(Stated task) The entries need to be copied exactly.

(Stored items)
•••••

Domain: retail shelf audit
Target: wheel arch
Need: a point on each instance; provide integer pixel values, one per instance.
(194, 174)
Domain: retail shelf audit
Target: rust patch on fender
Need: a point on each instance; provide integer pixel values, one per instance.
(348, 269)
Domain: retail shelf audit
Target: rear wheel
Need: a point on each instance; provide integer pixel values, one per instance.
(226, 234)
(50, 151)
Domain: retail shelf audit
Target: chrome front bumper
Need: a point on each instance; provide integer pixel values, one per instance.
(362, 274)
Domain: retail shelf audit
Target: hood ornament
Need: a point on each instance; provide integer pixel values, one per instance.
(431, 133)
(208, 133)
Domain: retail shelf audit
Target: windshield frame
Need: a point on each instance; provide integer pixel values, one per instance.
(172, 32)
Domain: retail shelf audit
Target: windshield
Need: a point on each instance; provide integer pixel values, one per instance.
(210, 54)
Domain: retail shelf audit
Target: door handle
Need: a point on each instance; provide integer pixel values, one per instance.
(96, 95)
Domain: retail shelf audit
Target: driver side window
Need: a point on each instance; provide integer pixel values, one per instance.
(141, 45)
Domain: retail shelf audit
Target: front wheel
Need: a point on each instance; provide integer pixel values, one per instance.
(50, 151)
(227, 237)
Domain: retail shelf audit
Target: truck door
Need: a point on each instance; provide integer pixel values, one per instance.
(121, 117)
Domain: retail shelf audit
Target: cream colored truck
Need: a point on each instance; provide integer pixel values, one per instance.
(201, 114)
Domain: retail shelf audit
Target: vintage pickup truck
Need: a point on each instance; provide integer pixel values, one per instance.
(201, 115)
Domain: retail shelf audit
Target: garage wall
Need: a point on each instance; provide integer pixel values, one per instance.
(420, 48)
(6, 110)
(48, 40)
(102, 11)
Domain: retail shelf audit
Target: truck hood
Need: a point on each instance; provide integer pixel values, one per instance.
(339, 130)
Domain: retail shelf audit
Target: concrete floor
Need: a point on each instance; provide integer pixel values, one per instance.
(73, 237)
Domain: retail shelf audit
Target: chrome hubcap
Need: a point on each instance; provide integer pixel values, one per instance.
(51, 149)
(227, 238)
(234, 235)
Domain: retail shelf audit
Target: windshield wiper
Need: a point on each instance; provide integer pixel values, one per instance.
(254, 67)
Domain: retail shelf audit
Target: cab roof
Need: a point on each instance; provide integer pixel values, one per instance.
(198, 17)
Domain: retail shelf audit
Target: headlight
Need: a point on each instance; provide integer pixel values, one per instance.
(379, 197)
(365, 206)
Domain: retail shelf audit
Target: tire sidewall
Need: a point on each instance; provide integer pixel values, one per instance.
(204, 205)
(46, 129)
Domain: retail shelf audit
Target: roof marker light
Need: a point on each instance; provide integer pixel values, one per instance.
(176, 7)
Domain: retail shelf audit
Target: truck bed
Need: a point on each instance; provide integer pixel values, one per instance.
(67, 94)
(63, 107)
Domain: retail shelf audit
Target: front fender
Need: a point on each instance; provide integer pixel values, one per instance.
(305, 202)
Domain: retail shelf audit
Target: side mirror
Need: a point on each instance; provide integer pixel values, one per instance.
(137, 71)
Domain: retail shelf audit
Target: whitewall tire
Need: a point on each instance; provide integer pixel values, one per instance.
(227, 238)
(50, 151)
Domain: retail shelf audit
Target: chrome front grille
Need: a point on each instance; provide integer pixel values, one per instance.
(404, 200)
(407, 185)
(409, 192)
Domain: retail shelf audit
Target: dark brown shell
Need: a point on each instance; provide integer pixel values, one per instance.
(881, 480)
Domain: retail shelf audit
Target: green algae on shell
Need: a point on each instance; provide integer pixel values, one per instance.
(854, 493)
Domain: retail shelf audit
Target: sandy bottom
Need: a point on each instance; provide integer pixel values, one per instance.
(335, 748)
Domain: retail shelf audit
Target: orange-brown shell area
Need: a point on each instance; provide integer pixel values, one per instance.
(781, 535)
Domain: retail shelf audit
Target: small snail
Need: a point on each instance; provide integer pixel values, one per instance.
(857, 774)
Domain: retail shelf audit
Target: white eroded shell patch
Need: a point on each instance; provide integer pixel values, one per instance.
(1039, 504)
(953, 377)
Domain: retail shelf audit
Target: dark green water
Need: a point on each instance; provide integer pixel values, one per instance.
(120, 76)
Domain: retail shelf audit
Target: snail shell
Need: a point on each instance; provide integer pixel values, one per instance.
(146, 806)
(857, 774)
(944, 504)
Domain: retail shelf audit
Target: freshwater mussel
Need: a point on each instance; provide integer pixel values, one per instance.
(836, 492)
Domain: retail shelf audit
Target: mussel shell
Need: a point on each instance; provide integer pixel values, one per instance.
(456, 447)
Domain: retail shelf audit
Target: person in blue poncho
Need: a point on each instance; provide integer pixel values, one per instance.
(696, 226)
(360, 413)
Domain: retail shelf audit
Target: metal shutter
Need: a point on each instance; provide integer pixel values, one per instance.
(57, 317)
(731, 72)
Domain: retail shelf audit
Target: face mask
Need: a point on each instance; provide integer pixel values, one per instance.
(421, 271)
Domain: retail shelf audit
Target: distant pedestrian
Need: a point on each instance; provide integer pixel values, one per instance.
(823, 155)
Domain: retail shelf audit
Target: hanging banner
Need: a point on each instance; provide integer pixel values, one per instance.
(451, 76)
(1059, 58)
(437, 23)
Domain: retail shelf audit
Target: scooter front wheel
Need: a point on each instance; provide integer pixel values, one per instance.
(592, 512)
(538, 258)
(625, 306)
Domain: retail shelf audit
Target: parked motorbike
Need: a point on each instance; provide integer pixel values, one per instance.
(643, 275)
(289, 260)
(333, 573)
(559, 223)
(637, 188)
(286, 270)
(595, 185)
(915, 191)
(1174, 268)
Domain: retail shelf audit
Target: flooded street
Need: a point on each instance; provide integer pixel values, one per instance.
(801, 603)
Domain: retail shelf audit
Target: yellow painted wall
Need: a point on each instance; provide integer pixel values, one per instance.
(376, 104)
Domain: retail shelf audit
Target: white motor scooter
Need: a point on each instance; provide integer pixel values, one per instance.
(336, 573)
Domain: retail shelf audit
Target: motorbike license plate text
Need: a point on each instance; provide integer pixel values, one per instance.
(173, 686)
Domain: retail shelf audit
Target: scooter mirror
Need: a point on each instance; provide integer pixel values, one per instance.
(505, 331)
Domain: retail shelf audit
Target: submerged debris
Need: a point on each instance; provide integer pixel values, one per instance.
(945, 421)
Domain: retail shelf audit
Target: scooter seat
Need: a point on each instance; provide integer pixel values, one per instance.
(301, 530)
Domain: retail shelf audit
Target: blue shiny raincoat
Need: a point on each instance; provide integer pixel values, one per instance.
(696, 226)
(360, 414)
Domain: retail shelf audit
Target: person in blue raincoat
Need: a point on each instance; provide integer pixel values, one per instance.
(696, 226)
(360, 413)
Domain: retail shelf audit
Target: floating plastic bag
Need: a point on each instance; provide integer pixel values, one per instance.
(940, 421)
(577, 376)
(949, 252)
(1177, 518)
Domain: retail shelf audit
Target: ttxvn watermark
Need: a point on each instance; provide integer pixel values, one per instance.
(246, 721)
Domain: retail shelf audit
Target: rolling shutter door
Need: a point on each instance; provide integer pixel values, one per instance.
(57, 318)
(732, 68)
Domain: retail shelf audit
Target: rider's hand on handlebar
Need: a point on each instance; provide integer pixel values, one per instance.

•••••

(Result of this exercise)
Domain: retail shelf audit
Target: wheel arch
Need: a point on each instance; provide integer pixel values, one per instance.
(194, 174)
Domain: retail shelf audit
Target: rust patch on fender
Need: a point on each instance; provide integer pixel values, one per instance.
(348, 269)
Domain: retail shelf audit
Target: rear wheel
Need: a point on each instance; provide integer pixel values, one per instance.
(226, 234)
(50, 151)
Domain: retail shelf audit
Target: chrome front bumper
Need: a point on each instance; provide integer pixel values, one per instance.
(362, 274)
Domain: retail shelf audit
Target: hood ornament
Need: a point on each instance; provide integer pixel values, one per instance.
(431, 133)
(208, 133)
Domain: retail shelf audit
Target: windshield frame
Need: a point on each instance; provide integer pixel values, one per instance.
(172, 32)
Domain: retail shelf audit
Target: windshield
Need: a point on each instance; provide integer pixel values, one per instance.
(210, 54)
Domain: retail shelf audit
Target: door handle
Need: a point on each instance; provide integer pixel values, one per instance.
(96, 95)
Domain: retail shelf audit
Target: driver side window
Need: a point on each instance; provide integer pixel values, one per instance.
(141, 45)
Domain: retail shelf audit
Target: front wheel
Need: a point on each instance; provide integer pixel values, one per instance.
(50, 151)
(227, 237)
Domain: retail shelf audit
Target: truck door
Need: a point on each instance; provide integer pixel values, one per instance.
(121, 117)
Domain: retail shelf audit
Target: cream colored truck
Need: a point on each instance; provide integer pixel values, one per instance.
(201, 114)
Domain: retail shelf audit
Target: vintage pickup truck
Need: a point on each instance; provide integer pixel values, one per instance.
(201, 115)
Domain: retail shelf audit
Target: garage wall
Need: a point on each instance; provide integer pixel values, one per instance.
(420, 48)
(6, 110)
(48, 40)
(102, 11)
Domain: retail shelf audit
Target: truck hood
Need: a point on each instance; provide integer pixel values, one per instance.
(339, 130)
Domain: retail shelf audit
Target: concrete floor
Need: a point on each instance; provide integer pixel values, one per instance.
(73, 237)
Domain: retail shelf audit
Target: chrome hubcap
Need: a point on each instance; provide integer pixel values, one per instance.
(51, 149)
(227, 238)
(234, 235)
Domain: retail shelf audit
Target: windshield wiper
Need: a point on each instance; provide integer pixel values, one per instance.
(254, 67)
Domain: retail shelf audit
Target: cab roof
Need: a point on each instance; provide integer pixel values, one per instance.
(198, 17)
Domain: retail shelf audit
Target: headlight
Need: a point on each instance; provide integer pixel values, one per instance.
(379, 197)
(365, 206)
Domain: retail shelf audit
Target: tire sidewall
Need: a point on each instance; provide integer pixel values, one per instance.
(204, 205)
(46, 129)
Domain: retail shelf audit
Target: roof marker light
Need: a point on each instance; provide integer pixel values, one per instance.
(176, 7)
Domain: retail shelf audit
Target: truck bed
Need: a point on each instance; provide integer pixel values, one per instance.
(67, 94)
(63, 107)
Domain: retail shelf audit
Target: front fender
Need: a point on each instance; provide integer pixel values, one per instance.
(305, 202)
Domain: retail shelf audit
Target: side mirror
Need: a point on each instance; provide integer pixel values, one per instance.
(137, 71)
Domain: retail shelf audit
Target: whitewall tire
Need: a point on each instance; provide integer pixel values, one per instance.
(227, 238)
(50, 151)
Domain: retail shelf audit
Target: chrome front grille
Need: a point on each instance; provide integer pixel values, one per instance.
(404, 200)
(407, 185)
(409, 192)
Domain: retail shelf audit
Target: dark brown shell
Need: a point on each instance; provide integer pixel values, one per instance.
(881, 480)
Domain: retail shelf audit
Target: green algae on shell
Need: a point on each instance; provide integer pixel values, one per instance.
(854, 493)
Domain: retail shelf audit
Target: sandy bottom
Need: a point on each instance; provide integer pixel values, one per instance.
(335, 748)
Domain: retail shelf audit
Target: orange-brown shell area
Need: a point on each instance; provide integer pixel values, one per instance.
(781, 535)
Domain: retail shelf audit
Target: small snail
Need: a point on each instance; provide integer pixel values, one per instance.
(857, 774)
Domain: retail shelf audit
Target: white eroded shell patch
Need: a point on each instance; provide integer pixel values, one per instance.
(1039, 504)
(953, 377)
Domain: retail shelf audit
Target: dark green water
Need: a point on each instance; provide integer pixel values, one per instance.
(120, 76)
Domain: retail shelf audit
Target: snail shell
Need: a point on each instance; provide integer pixel values, one per instance.
(146, 806)
(857, 774)
(944, 504)
Domain: retail shelf audit
Target: freshwater mussel
Need: a point on each instance; provide integer pixel values, one per instance.
(836, 492)
Domain: retail shelf audit
Target: mussel shell
Need: a point on each instance; provide integer pixel values, one per instance.
(456, 447)
Domain: retail shelf audit
Target: person in blue poncho
Need: a point on each instance; provide integer pixel values, one per instance.
(696, 226)
(360, 413)
Domain: retail shelf audit
Target: metal shutter
Need: a point on each instance; provide integer pixel values, one per instance.
(57, 317)
(731, 72)
Domain: retail shelf audit
Target: face mask
Need: a point on each instance; provide integer pixel values, one per instance.
(421, 271)
Domain: retail shelf audit
Target: distant pedestrian
Need: a point on each instance; provide integer pixel values, one per instance.
(823, 155)
Domain: retail shelf audit
Target: hanging banner
Need: a point on each instance; provide integer pixel values, one per instance.
(451, 76)
(1059, 58)
(437, 23)
Domain: retail shelf audit
Target: scooter front wheel
Need: a point on each instance; provide integer pixel values, one per instance.
(592, 512)
(538, 258)
(625, 306)
Domain: retail shelf audit
Target: parked motorbike
Need: a point on each instance; provide integer pixel values, one per instance.
(643, 275)
(289, 260)
(333, 573)
(559, 223)
(637, 188)
(286, 270)
(595, 185)
(915, 191)
(1174, 268)
Domain: retail shelf audit
Target: flooded street
Need: a point on each instance; provide integer pixel values, one per instance.
(801, 603)
Domain: retail shelf audit
Target: yellow painted wall
Need: a point on each instance; provide integer pixel values, one per instance.
(376, 104)
Domain: retail shelf audit
Target: white motor scooter
Need: a point on each instance; provide integer pixel values, one per instance.
(336, 573)
Domain: retail shelf audit
Target: motorbike license plate text
Need: a point on each instance; provide integer pixel values, one per instance.
(173, 686)
Domain: retail shelf audit
Target: scooter mirror
Need: a point on each instance; provide integer pixel values, one per instance.
(505, 331)
Domain: retail shelf audit
Target: submerged debris
Need: a point on each instance; provide integer pixel values, one per instance.
(945, 421)
Domain: retail shelf audit
Target: scooter seat
Need: a point on each instance; provide integer pixel values, one per instance.
(301, 530)
Domain: retail shelf audit
Target: blue shiny raincoat
Need: a point on each instance; provide integer pixel values, one per instance.
(696, 226)
(360, 414)
Domain: retail shelf audit
Target: person in blue raincoat
Need: a point on each instance; provide integer pixel values, one per instance.
(696, 226)
(360, 413)
Domain: retail shelf audit
Target: floating plastic bag
Need: a point on each instance; provide integer pixel values, one per instance.
(940, 421)
(577, 376)
(949, 252)
(1177, 518)
Domain: retail shelf audit
Target: ttxvn watermark
Need: a point on each instance; provide integer pixel values, one per instance.
(246, 721)
Domain: retail shelf audit
Target: rolling shutter door
Need: a point on each instance; provide integer pixel values, one per instance.
(57, 318)
(732, 68)
Domain: retail shelf audit
Target: rider's hand on handlebar
Need: a point on each instance; provide integer pixel values, one per instance.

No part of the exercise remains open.